• _Задание 1_
По тексту о фильмах Кобрина, с каким кино Кобрина роднят решения в области киноязыка и общая атмосфера распада?

• _Исходный текст_
Почему в фильмах этого режиссера люди и механизмы так мало отличаются друг от друга?
С параллельным кино Кобрина роднят как решения в области киноязыка (использование речевых искажений, избыточность кадра, ироническая инверсия официальных маркеров советского), так и общая атмосфера распада, затухания, разваливания смысла. И если отказ от однозначности смысла в раннем периоде творчества Кобрина был связан с необходимостью признания гибкости и сложности мира, то в фильмах, созданных на рубеже 1980-90-х годов, мы имеем дело уже с намеренной бессмыслицей, которая оттеняется горечью утраты — и вместе с тем принятием того, что мир уже больше никогда не будет прежним.

• _Задание 2_
Извлеките из записей все строки, где встречается строка "grass". Регистр учитывается.

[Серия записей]
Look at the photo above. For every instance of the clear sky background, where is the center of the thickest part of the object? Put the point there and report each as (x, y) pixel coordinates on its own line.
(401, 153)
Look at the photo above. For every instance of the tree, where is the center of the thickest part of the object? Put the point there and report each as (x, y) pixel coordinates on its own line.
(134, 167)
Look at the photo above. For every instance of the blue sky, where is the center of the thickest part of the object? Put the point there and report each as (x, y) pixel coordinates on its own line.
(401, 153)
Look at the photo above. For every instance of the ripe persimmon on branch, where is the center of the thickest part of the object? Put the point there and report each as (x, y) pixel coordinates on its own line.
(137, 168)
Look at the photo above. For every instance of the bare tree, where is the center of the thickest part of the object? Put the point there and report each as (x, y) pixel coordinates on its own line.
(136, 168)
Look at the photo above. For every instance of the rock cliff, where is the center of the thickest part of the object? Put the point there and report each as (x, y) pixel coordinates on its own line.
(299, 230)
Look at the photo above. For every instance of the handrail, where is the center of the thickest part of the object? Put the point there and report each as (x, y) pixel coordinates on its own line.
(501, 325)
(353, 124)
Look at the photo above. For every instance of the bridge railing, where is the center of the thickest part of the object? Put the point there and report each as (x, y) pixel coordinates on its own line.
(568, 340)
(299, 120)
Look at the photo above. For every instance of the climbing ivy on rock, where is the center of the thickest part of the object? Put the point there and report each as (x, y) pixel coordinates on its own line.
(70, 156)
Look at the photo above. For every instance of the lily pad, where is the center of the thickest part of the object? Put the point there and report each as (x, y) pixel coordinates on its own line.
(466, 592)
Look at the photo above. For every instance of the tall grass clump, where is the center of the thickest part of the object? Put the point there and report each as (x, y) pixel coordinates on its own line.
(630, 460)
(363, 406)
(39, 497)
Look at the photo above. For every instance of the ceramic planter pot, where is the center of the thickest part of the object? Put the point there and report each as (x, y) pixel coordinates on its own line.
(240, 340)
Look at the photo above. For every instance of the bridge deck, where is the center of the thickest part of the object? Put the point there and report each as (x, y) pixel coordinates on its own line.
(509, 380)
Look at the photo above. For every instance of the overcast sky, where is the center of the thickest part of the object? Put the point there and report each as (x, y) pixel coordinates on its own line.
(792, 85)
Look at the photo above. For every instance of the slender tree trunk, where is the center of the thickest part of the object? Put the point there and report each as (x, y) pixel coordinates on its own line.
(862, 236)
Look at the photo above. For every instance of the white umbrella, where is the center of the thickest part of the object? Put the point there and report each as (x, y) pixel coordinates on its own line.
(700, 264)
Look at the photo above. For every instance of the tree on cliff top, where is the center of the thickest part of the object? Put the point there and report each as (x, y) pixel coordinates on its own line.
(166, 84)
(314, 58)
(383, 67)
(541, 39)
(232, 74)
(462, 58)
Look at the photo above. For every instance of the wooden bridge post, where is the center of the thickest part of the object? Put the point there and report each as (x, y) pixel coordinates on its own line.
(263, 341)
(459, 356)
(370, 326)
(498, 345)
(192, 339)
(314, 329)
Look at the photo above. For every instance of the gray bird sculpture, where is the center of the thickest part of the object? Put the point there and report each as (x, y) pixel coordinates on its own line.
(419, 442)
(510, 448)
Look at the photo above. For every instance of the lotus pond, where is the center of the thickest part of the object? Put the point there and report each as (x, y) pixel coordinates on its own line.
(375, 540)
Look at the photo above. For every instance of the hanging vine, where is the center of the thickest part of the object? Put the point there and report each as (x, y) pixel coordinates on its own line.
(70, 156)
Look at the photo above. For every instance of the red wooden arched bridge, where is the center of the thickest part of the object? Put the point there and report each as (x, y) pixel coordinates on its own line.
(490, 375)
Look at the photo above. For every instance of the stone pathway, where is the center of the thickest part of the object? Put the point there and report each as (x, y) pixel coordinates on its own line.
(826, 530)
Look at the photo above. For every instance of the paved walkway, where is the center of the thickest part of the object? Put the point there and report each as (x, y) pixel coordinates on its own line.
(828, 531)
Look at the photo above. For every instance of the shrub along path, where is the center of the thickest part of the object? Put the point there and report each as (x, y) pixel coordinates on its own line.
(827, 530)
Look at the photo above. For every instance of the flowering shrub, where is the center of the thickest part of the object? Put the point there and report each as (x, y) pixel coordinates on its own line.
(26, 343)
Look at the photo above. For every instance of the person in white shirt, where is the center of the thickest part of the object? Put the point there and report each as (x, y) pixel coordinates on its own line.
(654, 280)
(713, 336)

• _Правильный ответ 1_
С параллельным кино.

• _Правильный ответ 2_
Look at the photo above. For every instance of the tall grass clump, where is the center of the thickest part of the object? Put the point there and report each as (x, y) pixel coordinates on its own line.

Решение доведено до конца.